General characteristics
- Class & type: Type 903 replenishment ship
- Displacement: 20,500 tonnes
- Length: 178.5 m (586 ft)
- Beam: 24.8 m (81 ft)
- Draught: 8.7 m (29 ft)
- Propulsion: Two diesels; 24,000 hp (m) (11.9MW) sustained; 2 shafts;
- Speed: 20 knots (37 km/h; 23 mph)
- Range: 10,000 nmi (19,000 km; 12,000 mi) at 14 knots (26 km/h; 16 mph)
- Capacity: 10,500 tons of fuel oil; 250 tons of fresh water; 680 tons of cargo and ammunition;
- Complement: 130
- Armament: 4 x H/PJ76F twin 37 mm
- Aviation facilities: Hangar; Helipad;

= Chinese replenishment ship Weishanhu =

Type 903 replenishment ship

Weishanhu (887) is a Type 903 replenishment ship of the People's Liberation Army Navy.

== Development and design ==

Type 903 integrated supply ship (NATO called Fuchi-class supply ship) is a new large-scale integrated supply ship of the Chinese People's Liberation Army Navy, designed by Zhang Wende. The later improved model is called 903A. The difference with 903 is that the displacement has increased from 20,530 tons to 23,000 tons.

- [EXERCISE PROMPT]: Print the part of the Weishanhu text between "- Propulsion: Two" and "Liberation Army Navy.", inclusive, with every word unchanged.

- [DATA SHOWN]:
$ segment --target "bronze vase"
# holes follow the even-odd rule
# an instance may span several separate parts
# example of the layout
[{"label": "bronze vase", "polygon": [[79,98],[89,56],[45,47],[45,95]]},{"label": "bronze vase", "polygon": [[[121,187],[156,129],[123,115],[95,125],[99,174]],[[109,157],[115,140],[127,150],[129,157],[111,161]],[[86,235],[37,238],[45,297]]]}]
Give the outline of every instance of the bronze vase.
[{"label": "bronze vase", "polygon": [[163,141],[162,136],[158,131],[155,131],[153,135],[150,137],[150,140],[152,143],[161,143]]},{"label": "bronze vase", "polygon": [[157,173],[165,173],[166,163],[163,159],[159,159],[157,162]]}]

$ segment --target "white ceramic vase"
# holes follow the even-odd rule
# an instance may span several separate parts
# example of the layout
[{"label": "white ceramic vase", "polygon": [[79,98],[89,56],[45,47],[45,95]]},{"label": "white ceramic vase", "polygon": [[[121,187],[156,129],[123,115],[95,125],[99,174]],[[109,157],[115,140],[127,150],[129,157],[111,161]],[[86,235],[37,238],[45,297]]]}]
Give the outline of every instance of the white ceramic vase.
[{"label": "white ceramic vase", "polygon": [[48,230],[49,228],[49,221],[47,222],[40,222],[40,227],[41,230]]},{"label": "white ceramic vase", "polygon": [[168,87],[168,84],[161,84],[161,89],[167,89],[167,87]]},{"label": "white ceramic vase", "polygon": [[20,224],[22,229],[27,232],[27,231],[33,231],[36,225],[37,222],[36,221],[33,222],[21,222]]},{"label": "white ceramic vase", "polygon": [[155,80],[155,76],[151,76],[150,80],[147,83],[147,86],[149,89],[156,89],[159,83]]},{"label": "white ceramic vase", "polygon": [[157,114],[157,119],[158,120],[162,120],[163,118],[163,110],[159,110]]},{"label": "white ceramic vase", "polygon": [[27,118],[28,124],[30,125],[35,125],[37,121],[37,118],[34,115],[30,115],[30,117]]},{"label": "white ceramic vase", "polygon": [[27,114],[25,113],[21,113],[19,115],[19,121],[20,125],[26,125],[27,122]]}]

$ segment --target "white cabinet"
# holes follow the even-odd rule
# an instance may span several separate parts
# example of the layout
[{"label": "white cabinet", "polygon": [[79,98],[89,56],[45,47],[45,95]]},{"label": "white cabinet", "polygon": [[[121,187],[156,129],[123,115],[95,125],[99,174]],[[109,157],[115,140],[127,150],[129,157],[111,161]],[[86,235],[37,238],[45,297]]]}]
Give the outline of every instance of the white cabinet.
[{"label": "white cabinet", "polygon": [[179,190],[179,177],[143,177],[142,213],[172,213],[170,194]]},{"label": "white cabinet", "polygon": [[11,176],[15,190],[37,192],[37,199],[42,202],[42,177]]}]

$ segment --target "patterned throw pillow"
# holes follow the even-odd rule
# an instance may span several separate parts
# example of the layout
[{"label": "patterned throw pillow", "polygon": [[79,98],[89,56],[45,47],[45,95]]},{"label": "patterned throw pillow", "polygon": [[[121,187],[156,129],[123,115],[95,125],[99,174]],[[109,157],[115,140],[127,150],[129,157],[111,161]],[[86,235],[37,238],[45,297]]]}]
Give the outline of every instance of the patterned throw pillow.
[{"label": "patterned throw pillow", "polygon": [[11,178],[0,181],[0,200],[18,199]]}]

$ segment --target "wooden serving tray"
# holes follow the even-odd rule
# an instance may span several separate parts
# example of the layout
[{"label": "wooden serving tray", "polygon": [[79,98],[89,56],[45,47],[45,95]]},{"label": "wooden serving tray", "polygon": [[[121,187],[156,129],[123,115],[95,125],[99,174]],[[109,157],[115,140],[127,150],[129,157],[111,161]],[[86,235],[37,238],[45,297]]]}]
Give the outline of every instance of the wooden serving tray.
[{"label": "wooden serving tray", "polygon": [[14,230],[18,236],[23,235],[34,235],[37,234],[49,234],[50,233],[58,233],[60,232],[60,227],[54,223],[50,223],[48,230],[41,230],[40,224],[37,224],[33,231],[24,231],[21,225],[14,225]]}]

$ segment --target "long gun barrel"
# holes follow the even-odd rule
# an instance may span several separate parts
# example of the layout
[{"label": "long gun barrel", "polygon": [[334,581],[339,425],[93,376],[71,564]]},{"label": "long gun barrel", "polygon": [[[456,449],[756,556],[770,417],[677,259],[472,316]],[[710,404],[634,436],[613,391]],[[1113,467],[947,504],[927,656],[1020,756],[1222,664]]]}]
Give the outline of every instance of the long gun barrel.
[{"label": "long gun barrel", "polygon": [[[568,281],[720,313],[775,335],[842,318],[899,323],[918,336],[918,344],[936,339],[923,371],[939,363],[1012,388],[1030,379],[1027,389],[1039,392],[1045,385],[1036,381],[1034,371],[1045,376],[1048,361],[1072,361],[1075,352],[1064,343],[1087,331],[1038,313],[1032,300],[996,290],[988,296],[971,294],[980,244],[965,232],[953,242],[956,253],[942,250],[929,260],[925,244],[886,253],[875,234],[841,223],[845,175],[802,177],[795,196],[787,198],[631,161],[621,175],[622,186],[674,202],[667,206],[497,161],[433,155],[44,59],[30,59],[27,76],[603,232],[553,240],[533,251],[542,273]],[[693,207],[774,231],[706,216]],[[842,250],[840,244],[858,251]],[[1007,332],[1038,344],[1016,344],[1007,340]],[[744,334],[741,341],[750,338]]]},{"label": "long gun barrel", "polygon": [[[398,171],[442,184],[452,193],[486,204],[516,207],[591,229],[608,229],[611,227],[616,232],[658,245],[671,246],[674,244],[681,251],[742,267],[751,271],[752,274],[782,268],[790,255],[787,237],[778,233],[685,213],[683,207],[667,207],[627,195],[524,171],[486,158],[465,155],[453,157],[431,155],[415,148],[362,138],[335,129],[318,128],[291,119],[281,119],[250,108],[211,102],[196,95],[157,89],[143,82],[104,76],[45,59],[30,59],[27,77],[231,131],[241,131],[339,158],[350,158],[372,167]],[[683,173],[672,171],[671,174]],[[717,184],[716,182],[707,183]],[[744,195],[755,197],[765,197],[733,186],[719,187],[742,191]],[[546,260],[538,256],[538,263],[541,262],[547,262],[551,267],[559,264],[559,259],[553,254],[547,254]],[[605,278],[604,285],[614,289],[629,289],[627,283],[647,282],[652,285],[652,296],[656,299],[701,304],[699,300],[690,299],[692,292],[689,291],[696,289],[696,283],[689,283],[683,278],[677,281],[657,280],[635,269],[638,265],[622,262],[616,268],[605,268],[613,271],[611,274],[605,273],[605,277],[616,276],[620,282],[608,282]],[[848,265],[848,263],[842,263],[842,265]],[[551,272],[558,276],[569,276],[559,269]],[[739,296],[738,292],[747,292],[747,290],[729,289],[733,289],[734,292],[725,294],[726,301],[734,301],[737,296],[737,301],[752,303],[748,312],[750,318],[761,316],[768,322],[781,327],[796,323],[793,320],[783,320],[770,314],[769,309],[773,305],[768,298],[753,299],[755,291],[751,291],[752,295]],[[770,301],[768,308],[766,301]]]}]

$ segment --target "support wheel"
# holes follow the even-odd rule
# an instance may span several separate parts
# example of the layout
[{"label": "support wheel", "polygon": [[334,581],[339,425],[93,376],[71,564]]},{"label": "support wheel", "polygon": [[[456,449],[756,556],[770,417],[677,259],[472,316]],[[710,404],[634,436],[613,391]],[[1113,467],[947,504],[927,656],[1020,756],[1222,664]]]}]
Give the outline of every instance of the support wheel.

- [EXERCISE OUTPUT]:
- Propulsion: Two diesels; 24,000 hp (m) (11.9MW) sustained; 2 shafts;
- Speed: 20 knots (37 km/h; 23 mph)
- Range: 10,000 nmi (19,000 km; 12,000 mi) at 14 knots (26 km/h; 16 mph)
- Capacity: 10,500 tons of fuel oil; 250 tons of fresh water; 680 tons of cargo and ammunition;
- Complement: 130
- Armament: 4 x H/PJ76F twin 37 mm
- Aviation facilities: Hangar; Helipad;

= Chinese replenishment ship Weishanhu =

Type 903 replenishment ship

Weishanhu (887) is a Type 903 replenishment ship of the People's Liberation Army Navy.